Exercise requirements: Look over the material for the string "after". Copy every line where it turns up.

Task input:
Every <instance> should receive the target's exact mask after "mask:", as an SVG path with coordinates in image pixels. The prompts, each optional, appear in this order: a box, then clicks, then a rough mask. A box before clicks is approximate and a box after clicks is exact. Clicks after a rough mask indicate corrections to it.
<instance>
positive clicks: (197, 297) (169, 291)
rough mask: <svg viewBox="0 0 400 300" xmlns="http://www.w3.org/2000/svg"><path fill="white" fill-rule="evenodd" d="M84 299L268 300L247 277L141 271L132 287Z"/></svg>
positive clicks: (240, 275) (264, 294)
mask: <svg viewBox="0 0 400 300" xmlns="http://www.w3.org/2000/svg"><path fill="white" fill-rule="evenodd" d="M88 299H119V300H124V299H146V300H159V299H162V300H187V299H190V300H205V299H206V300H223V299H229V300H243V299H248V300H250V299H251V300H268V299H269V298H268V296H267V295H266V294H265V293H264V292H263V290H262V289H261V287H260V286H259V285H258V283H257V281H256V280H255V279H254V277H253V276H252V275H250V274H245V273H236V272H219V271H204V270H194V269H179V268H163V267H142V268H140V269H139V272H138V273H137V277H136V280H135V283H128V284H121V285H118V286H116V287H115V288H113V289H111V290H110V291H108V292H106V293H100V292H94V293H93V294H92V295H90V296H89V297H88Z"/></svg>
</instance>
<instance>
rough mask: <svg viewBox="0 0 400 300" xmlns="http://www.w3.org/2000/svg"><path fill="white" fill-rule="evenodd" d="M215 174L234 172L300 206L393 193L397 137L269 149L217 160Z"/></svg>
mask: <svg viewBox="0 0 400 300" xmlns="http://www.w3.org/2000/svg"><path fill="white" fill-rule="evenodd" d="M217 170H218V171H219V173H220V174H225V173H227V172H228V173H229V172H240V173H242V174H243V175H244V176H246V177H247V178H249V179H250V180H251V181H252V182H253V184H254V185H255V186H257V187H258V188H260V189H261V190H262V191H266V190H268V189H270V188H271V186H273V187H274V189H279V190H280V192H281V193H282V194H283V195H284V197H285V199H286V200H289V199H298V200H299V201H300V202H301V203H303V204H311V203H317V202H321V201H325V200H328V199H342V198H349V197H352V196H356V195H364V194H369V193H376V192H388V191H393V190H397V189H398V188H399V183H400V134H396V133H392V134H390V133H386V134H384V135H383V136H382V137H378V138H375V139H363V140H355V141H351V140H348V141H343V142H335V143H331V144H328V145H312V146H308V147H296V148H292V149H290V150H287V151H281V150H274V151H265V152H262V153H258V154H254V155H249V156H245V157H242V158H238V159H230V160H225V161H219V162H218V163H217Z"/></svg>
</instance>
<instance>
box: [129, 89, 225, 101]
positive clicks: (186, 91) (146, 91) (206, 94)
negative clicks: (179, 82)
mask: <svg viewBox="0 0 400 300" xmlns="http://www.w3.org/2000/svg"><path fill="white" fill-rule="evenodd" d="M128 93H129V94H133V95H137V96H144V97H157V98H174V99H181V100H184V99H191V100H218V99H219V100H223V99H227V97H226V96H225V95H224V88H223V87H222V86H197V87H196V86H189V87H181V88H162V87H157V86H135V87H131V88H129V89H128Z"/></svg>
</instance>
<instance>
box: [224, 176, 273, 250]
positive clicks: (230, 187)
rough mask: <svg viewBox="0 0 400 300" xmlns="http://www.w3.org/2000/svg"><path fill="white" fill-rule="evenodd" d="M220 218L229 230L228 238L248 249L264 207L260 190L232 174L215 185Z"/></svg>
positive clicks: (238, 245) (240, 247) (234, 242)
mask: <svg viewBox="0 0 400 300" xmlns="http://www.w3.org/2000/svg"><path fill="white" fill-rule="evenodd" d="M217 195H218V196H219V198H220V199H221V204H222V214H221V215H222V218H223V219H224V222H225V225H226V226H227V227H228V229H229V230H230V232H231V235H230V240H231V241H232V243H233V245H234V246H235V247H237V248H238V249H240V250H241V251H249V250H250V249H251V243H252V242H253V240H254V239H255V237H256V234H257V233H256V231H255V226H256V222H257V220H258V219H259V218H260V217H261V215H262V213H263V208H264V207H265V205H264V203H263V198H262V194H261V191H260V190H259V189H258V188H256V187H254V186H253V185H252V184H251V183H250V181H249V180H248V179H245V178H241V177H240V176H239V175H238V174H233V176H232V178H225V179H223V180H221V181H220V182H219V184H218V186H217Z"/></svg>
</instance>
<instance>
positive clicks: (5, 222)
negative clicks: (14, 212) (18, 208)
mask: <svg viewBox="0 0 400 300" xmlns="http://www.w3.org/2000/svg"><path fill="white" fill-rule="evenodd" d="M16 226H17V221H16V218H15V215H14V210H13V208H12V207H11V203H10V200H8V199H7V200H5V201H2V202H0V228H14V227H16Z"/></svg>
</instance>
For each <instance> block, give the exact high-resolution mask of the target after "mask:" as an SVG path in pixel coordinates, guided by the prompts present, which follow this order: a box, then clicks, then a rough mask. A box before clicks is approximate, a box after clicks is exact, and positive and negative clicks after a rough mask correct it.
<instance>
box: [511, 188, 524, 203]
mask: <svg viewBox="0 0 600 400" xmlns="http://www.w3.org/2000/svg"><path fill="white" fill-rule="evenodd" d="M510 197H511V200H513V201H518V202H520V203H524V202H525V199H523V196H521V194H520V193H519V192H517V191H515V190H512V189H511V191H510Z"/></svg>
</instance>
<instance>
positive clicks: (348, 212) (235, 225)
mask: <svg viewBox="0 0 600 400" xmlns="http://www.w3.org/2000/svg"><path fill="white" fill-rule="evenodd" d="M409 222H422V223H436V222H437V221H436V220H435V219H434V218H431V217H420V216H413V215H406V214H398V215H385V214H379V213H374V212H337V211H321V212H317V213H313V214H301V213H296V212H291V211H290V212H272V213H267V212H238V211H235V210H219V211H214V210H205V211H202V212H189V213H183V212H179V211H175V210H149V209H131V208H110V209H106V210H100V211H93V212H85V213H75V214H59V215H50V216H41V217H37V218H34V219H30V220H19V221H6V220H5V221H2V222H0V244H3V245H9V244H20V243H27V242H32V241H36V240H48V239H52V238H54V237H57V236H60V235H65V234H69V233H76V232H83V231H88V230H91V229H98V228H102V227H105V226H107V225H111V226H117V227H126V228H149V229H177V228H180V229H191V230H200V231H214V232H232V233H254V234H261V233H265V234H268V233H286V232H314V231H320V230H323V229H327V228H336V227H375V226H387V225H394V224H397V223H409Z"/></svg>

Your response:
Every <instance> should receive the target's exact mask after "mask:", as an SVG path with coordinates in image pixels. The prompts, each optional, appear in this order: a box, then clicks, then a rough mask. A box before clicks is approximate and a box after clicks is exact. Clicks after a rough mask indicate corrections to it.
For each <instance> block, give the exact high-resolution mask of the target after "mask:" as an SVG path in pixel coordinates, guided by the prompts present, which follow this order: a box, then clicks, then a rough mask. A box before clicks is approximate, a box after clicks is exact, and positive and negative clicks after a rough mask correct it.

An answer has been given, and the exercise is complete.